*** SUPPLIED DATA Section Begins ***
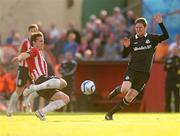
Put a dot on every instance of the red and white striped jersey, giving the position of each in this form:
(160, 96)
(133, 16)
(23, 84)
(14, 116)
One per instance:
(25, 46)
(36, 64)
*** SUPPLIED DATA Section Ends ***
_TASK_: Each record is to be written out exactly. No picture goes in.

_ANSWER BOX_:
Put a dot on every instance of the red and white striped jersey, giving the position of each in this form:
(160, 96)
(133, 16)
(23, 84)
(14, 116)
One per instance:
(25, 46)
(36, 64)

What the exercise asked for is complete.